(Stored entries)
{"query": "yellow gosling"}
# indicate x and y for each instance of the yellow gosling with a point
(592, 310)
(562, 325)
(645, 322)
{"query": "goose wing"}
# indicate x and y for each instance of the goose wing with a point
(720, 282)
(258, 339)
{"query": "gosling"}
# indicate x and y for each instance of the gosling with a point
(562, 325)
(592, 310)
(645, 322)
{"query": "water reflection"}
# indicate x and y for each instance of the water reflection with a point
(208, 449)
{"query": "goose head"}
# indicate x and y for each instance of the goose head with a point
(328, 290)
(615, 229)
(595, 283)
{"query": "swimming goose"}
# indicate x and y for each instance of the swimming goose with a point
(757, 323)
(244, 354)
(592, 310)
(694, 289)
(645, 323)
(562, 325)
* * *
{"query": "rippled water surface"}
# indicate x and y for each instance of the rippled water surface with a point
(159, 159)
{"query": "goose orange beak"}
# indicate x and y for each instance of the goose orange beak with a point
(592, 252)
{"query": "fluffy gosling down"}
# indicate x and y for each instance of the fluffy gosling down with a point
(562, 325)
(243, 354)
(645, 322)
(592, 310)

• [EXERCISE TASK]
Count the lines in the records above that contain the word "reflection". Reply with the number only.

• [WRITTEN ANSWER]
2